━━━━━ The data ━━━━━

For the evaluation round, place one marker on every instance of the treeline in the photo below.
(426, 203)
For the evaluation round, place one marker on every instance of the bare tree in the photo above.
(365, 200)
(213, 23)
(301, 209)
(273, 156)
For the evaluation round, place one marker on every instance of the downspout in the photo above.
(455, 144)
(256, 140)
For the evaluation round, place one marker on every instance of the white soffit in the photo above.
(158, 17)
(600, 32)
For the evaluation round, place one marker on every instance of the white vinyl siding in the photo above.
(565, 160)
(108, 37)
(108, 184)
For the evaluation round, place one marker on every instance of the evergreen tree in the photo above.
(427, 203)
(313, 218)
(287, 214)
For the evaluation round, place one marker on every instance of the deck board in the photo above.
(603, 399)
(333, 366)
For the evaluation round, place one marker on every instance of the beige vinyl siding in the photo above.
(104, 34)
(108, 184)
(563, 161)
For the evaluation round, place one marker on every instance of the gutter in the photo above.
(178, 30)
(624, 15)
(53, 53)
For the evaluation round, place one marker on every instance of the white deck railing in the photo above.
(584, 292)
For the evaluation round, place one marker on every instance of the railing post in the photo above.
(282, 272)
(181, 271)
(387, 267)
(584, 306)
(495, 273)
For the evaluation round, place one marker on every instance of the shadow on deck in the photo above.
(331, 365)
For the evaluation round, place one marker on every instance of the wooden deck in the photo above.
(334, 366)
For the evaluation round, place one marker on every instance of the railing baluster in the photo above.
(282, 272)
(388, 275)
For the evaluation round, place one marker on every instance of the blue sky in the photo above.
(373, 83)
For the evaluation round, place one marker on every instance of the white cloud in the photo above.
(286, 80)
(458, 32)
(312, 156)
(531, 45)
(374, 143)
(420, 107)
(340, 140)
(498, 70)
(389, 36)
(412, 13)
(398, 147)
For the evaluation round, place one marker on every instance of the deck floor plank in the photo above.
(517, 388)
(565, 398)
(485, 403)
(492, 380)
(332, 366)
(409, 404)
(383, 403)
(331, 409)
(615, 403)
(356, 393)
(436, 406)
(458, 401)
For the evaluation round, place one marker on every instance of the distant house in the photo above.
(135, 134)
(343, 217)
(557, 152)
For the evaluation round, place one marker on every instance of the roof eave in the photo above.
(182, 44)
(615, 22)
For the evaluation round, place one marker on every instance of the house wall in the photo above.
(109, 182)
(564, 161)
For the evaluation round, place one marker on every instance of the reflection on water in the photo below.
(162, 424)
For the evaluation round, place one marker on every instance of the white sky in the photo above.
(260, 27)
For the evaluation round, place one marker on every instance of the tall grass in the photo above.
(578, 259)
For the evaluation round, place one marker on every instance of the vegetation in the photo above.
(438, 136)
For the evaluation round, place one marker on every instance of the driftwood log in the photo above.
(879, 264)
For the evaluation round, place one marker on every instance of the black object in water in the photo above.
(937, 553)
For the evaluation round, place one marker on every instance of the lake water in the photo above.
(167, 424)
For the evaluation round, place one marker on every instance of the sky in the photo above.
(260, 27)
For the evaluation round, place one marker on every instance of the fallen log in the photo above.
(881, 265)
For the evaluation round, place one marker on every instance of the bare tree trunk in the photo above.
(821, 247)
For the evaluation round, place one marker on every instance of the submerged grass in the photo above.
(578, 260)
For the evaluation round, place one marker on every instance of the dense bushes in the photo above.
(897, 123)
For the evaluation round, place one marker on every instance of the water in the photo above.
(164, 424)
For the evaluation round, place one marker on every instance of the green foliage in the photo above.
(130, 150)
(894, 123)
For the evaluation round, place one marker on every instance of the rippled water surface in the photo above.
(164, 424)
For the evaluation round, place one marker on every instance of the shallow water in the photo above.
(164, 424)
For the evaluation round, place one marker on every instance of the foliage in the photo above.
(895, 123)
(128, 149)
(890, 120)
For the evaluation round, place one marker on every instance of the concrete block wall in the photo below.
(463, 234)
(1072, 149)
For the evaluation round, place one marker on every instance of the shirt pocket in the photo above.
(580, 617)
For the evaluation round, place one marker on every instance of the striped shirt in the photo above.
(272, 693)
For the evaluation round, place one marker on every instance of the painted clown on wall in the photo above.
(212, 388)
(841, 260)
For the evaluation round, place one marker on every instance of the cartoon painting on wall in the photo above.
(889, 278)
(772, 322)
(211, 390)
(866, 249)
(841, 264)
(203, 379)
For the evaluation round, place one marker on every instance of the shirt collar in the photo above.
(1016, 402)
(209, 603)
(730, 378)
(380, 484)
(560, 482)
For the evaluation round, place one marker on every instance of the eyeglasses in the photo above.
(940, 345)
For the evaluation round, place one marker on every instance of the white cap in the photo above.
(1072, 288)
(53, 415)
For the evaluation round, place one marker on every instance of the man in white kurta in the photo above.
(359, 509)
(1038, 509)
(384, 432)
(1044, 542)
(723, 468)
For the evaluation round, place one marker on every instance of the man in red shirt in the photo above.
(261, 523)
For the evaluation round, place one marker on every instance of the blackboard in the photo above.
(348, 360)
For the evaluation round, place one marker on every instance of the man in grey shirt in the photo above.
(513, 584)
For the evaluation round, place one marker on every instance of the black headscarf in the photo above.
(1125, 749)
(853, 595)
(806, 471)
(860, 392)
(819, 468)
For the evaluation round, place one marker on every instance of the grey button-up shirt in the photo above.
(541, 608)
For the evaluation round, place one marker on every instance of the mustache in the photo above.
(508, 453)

━━━━━

In the listing above, find the line containing "painting on wall in the photo above." and please quote exactly that line through the last one, and no other lines.

For the evaluation round, place one marker on every instance of the cartoon painting on wall in the photo above.
(889, 278)
(772, 322)
(211, 390)
(866, 249)
(841, 264)
(203, 379)
For the evaluation round, place one marker on every instance of the shirt collar in the photo above.
(1016, 402)
(209, 603)
(730, 378)
(380, 484)
(560, 482)
For the evaluation round, place one marker on every instance of the eyeglasses in the photo above.
(940, 345)
For the evaluation round, place one marker on every instance of the white cap in the photo above.
(1072, 288)
(53, 415)
For the evaluation round, place one marker on every instance of the man in white kurta in the photo above.
(359, 509)
(1038, 509)
(384, 432)
(1044, 542)
(723, 468)
For the evaluation round, place one marker on every instance of the man in red shirt in the photo above.
(261, 523)
For the evaluation round, place one marker on every instance of the blackboard in the photo above.
(348, 360)
For the evaluation round, place one marker on every instance of the man in grey shirt in the photo above.
(513, 584)
For the evaluation round, place one marker on every instance of the black headscarf in the photo above.
(1125, 749)
(853, 595)
(806, 471)
(860, 392)
(819, 468)
For the evaluation round, place one marker on every instance of the grey button-up shirt in the photo above.
(541, 608)
For the evaluation round, place one marker on every instance of the mustache in the photo above.
(508, 453)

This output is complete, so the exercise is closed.